Brano di testo:
○ ○ ○ ○

Accade in una chiesa cattolica e non in una moschea musulmana, e non è il primo caso (in Vaticano, per esempio, ma l’invito a non scoprirsi è esteso anche agli uomini). Solo che a Gesico, 800 anime nella Trexenta più profonda, da quindici anni si assiste a un braccio di ferro fra il parroco Luca Pretta e una larga parte della popolazione. Anziché unire, don Luca divide i paesani, persino intere famiglie, e alimenta polemiche. Contro il sacerdote tradizionalista (recita la messa in latino, dando le spalle al pubblico, come prima del Concilio Vaticano II), c’è l’intera giunta guidata da Rodolfo Cancedda, sindaco di area Pd al suo quarto mandato. Sono con lui il vice sindaco Pietro Bonu e i due giovani assessori alle politiche sociali Valentino Cocco e alla cultura Stefania Contu (entrambi ventiseienni). «Passi per il disegno – dice il sindaco – ma perché usare il termine “cacciare”? La mia impressione è che don Luca volesse ancora una volta far parlare di sé. E poi quelle catene davanti al sagrato, o la scritta proprietà privata un po’ ovunque, ma insomma! A parte che quel sagrato è stato restaurato con soldi pubblici, è un segnale di chiusura verso la comunità. E pensare che quando è arrivato 15 anni fa siamo andati a riceverlo come un papa, mancava solo la banda».

○ ○ ○ ○

Lavoro da svolgere:
**1.** Nel testo sul parroco di Gesico, a quale mandato è arrivato il sindaco Rodolfo Cancedda?
**2.** Prosegui il testo sul parroco di Gesico a partire dalla sua ultima frase.

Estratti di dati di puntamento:

○ ○ ○ ○

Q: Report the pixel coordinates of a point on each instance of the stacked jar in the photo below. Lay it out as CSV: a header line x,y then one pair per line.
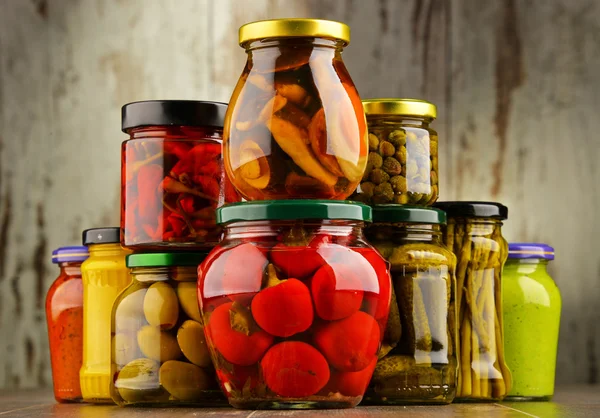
x,y
172,183
294,300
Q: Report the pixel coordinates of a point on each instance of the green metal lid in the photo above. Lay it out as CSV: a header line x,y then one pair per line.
x,y
165,259
408,214
293,209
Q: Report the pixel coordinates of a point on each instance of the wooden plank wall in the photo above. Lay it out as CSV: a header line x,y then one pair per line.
x,y
516,83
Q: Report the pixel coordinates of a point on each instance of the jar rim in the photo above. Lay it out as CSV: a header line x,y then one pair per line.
x,y
165,259
293,209
408,214
172,113
400,107
473,209
294,28
522,250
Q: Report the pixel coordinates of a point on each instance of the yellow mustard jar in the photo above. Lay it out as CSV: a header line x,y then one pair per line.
x,y
104,276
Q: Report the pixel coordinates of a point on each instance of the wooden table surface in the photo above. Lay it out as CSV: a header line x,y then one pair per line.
x,y
572,401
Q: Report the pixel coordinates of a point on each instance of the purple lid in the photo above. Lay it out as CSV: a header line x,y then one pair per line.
x,y
530,250
69,254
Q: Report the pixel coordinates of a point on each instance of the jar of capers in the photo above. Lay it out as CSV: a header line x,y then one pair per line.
x,y
402,165
418,359
159,354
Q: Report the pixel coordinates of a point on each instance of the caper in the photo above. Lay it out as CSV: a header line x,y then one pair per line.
x,y
160,306
188,298
158,345
184,381
129,313
190,337
138,381
125,348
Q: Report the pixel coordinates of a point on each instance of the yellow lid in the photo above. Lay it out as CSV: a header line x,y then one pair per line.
x,y
292,28
408,107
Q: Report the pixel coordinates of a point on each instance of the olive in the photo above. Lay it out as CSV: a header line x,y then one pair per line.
x,y
158,345
184,381
125,348
129,312
190,337
160,306
188,298
138,381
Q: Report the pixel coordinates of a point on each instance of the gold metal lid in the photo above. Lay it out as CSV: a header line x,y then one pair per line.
x,y
293,28
408,107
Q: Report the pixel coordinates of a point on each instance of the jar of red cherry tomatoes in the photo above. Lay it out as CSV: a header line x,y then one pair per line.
x,y
172,176
294,301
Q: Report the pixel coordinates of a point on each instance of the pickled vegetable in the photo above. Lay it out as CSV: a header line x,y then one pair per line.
x,y
311,332
161,356
481,251
299,132
417,363
403,162
173,182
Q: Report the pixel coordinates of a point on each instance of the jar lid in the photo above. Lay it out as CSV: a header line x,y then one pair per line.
x,y
70,254
408,214
172,113
408,107
294,28
107,235
459,209
165,259
530,250
293,209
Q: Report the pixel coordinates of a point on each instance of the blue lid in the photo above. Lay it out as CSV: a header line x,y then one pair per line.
x,y
69,254
530,250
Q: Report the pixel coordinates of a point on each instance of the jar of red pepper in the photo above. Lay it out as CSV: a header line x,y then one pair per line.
x,y
294,301
172,176
64,314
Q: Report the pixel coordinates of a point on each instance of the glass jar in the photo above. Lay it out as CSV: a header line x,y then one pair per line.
x,y
159,354
474,233
172,176
532,305
293,300
64,314
403,153
417,363
295,127
104,276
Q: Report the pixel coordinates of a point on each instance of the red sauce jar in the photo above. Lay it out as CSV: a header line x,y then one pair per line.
x,y
64,314
172,176
294,303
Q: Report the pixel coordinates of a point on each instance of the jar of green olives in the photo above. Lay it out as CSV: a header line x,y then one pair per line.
x,y
402,165
417,363
159,354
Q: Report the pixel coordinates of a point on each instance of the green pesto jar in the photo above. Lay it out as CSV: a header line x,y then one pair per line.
x,y
531,307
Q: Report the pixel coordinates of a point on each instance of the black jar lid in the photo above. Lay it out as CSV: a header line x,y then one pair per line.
x,y
172,113
165,259
408,214
458,209
292,209
107,235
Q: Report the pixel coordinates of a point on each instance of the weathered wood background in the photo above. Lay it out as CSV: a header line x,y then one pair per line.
x,y
517,83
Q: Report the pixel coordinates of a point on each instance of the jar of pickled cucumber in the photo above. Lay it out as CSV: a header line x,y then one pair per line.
x,y
294,299
159,354
474,233
417,363
295,126
172,176
402,165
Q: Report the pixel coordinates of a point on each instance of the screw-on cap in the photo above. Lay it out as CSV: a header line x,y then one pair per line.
x,y
107,235
172,113
70,254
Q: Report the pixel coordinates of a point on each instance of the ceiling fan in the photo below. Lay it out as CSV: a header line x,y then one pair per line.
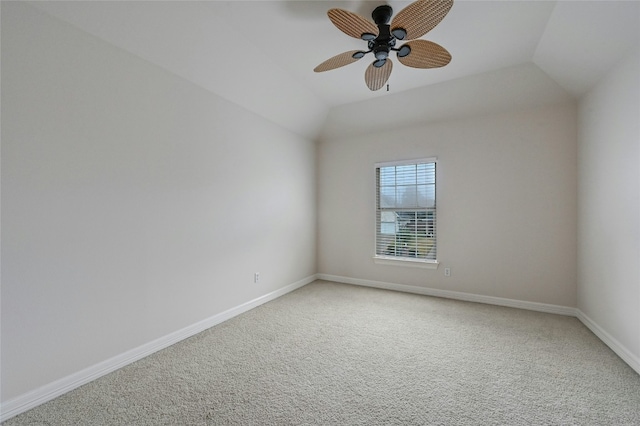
x,y
409,24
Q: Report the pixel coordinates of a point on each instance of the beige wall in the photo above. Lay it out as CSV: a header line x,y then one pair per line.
x,y
506,204
609,206
134,203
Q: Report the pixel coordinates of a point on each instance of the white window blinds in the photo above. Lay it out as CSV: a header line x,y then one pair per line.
x,y
406,210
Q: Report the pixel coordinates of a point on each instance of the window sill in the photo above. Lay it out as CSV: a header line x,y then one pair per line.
x,y
425,264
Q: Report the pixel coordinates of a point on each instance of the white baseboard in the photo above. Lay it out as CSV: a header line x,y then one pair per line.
x,y
619,349
467,297
32,399
608,340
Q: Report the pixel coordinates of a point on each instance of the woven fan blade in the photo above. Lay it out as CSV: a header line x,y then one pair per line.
x,y
351,23
337,61
425,54
377,77
420,17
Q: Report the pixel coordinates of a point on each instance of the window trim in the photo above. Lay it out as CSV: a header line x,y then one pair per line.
x,y
397,260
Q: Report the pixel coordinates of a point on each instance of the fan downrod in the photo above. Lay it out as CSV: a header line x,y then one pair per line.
x,y
382,14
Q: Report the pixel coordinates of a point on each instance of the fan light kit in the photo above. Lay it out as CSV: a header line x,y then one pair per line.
x,y
409,24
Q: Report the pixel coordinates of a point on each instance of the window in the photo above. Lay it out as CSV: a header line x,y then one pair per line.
x,y
406,210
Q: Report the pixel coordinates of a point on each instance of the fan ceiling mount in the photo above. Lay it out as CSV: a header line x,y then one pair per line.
x,y
409,25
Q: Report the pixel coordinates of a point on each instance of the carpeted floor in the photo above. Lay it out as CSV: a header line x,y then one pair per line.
x,y
335,354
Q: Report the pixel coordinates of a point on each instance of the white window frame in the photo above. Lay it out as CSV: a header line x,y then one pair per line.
x,y
399,260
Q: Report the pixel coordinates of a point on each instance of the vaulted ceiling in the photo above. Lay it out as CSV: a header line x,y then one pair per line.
x,y
261,55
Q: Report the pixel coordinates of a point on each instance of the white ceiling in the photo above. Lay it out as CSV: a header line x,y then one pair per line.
x,y
261,54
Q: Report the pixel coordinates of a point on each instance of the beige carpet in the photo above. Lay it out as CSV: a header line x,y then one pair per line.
x,y
335,354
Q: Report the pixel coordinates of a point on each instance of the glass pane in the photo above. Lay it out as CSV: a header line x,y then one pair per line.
x,y
406,175
388,217
387,196
407,196
387,176
426,196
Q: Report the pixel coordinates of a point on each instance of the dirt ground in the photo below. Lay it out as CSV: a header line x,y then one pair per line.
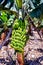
x,y
33,52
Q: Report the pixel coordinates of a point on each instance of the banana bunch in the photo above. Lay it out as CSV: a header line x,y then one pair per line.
x,y
18,38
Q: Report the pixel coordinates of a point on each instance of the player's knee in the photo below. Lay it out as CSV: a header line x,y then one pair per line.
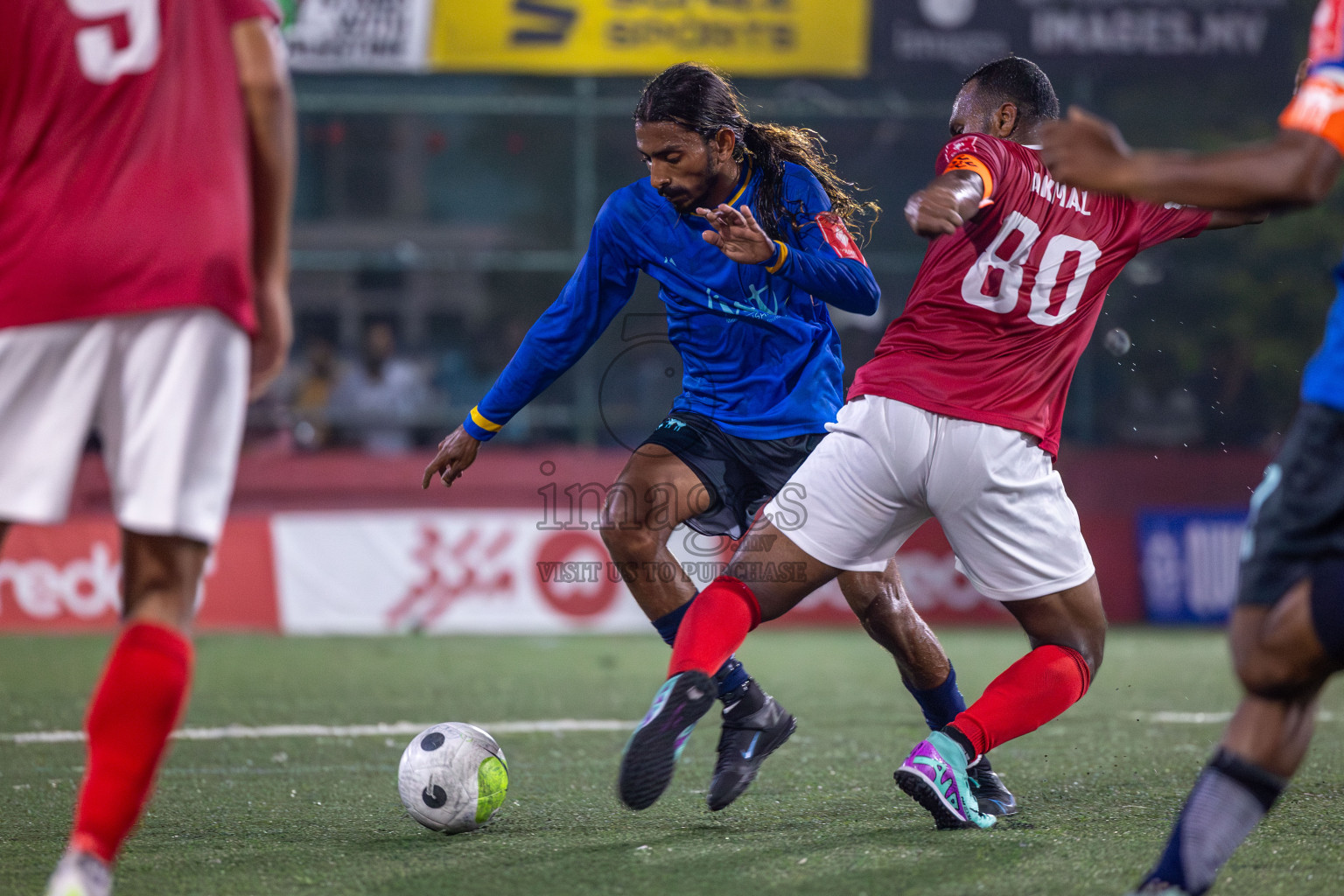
x,y
865,592
1273,676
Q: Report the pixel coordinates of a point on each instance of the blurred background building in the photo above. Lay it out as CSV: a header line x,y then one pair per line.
x,y
453,156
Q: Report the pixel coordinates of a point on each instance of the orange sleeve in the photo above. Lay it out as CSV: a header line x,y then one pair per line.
x,y
965,161
1318,109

○ ○ ○ ○

Risposte ai compiti:
**1.** È al suo quarto mandato.

**2.**
L’oratorio della discordia. «I problemi sono cominciati poco dopo», dice Carlo Carta, presidente della Pro loco e ispiratore della pagina facebook “Indignati per Gesico”, dove le avventure di don Pretta tengono banco. «Nel 2001 decise di intitolare l’oratorio a don Giuseppe Atzori, che era stato il parroco di Gesico dal 1906 al 1946. Fu allontanato perché sospettato di abusi sessuali su minori. Qualche anno dopo fu assolto per insufficienza di prove. Quale sia stato l’esito giudiziario, in paese Atzori non è popolare neppure oggi, a tanti anni di distanza, e l’intitolazione è parsa una provocazione».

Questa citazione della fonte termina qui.